- Description of the task -
Where the string "track" appears in a line of the data, show that line.

------ Records shown

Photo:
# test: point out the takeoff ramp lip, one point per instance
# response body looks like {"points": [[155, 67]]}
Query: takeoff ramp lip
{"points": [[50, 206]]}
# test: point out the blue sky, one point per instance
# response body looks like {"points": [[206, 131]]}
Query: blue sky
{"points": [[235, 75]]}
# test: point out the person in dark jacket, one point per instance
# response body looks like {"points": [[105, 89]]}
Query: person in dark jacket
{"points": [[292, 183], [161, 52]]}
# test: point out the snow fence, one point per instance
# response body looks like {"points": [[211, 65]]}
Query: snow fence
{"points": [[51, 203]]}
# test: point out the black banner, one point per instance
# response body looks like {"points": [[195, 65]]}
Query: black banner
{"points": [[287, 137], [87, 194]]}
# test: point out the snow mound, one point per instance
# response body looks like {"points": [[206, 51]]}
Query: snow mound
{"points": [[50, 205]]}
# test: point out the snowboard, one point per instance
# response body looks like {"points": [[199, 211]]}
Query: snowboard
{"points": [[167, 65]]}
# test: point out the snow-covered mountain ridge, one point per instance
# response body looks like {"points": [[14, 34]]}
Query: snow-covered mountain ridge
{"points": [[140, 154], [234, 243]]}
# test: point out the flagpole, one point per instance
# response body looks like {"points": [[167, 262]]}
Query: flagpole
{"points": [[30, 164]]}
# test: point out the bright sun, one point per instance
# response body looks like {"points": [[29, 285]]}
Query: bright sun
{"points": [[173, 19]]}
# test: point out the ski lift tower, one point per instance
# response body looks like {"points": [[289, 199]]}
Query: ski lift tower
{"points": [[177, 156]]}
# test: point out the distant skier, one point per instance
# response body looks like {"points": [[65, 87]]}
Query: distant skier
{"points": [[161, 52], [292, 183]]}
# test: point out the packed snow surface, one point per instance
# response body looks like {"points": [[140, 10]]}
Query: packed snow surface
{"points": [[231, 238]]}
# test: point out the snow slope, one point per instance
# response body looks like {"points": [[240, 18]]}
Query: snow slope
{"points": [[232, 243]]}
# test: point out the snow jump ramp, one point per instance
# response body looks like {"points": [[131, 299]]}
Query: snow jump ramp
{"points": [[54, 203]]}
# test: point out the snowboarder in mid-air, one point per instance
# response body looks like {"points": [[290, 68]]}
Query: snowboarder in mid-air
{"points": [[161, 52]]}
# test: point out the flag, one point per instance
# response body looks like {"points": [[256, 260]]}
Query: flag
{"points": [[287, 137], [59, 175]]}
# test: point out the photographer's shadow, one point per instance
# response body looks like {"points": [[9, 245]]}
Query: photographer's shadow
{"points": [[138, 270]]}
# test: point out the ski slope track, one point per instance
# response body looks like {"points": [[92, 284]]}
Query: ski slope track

------------

- Problem solution -
# test: point out the ski slope track, one point per instance
Query: ski slope track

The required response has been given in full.